### Activity
Every record must be transcribed in its entirety, apart from the images, which are to be omitted.

### Information

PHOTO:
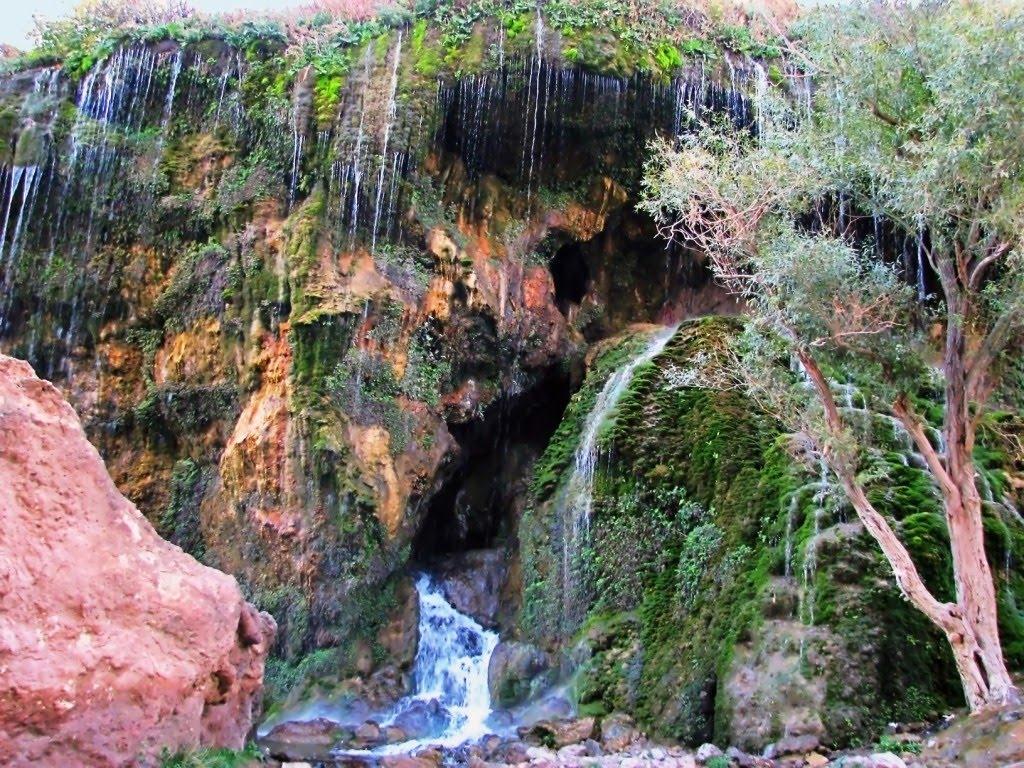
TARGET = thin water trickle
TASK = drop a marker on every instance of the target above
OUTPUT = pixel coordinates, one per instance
(389, 119)
(578, 495)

### Problem solution
PHOTO:
TARGET = thin water trickle
TASK = drop a marker on every instance of the target above
OUTPUT = pixel coordinates, one per instance
(389, 119)
(578, 495)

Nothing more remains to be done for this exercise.